▶ _Written task_: Please print exactly the lines running from the one that contains "Target: slate stone wall" to the end of the data, with both lines included.

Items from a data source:
┄┄┄┄┄┄┄┄┄┄

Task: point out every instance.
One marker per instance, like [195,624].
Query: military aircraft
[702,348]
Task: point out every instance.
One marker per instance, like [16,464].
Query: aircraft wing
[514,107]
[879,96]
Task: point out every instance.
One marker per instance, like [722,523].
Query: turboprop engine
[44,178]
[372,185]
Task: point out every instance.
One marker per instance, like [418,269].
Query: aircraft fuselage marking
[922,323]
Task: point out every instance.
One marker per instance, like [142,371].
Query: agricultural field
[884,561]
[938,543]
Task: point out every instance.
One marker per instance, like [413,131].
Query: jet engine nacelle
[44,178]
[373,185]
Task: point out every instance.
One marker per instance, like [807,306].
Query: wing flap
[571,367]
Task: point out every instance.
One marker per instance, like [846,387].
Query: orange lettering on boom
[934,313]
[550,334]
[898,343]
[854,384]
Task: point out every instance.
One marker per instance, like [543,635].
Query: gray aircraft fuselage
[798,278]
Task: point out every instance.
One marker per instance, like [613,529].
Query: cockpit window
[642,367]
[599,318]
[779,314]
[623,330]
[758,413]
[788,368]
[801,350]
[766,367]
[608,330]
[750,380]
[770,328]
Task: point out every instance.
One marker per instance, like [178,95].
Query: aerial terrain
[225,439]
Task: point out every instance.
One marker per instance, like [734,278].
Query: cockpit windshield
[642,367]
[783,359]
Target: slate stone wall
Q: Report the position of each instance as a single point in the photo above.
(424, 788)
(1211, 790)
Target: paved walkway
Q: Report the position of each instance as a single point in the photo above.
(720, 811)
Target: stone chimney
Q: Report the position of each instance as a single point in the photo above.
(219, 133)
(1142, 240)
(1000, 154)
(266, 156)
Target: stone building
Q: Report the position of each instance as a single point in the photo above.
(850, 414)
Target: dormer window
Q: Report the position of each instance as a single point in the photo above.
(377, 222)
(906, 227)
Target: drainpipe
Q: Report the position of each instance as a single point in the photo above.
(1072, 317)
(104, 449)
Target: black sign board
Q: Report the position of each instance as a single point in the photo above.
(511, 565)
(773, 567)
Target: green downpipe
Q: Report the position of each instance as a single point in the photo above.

┄┄┄┄┄┄┄┄┄┄

▶ _Task result_:
Target: slate stone wall
Q: Report the position of each instance as a single point in the photo above.
(424, 788)
(1211, 790)
Target: paved walkway
Q: Report the position of each instance as a single point in the photo above.
(720, 811)
Target: stone chimney
Q: Report the position of each instance as a single point in the photo above.
(219, 133)
(1142, 240)
(1000, 154)
(266, 156)
Target: stone building
Q: Report the position of each instance as a single point in the photo above.
(850, 414)
Target: dormer window
Q: Report the position of each instance as a single point in the photo above.
(377, 222)
(906, 227)
Target: drainpipe
Q: Report the position of each instance as a single point in the photo above.
(1072, 317)
(104, 449)
Target: black sign board
Q: Report the position of each instance as a single point in the photo above.
(511, 565)
(773, 567)
Target: green downpipe
Q: Report the position of each instance as a single point in the photo above.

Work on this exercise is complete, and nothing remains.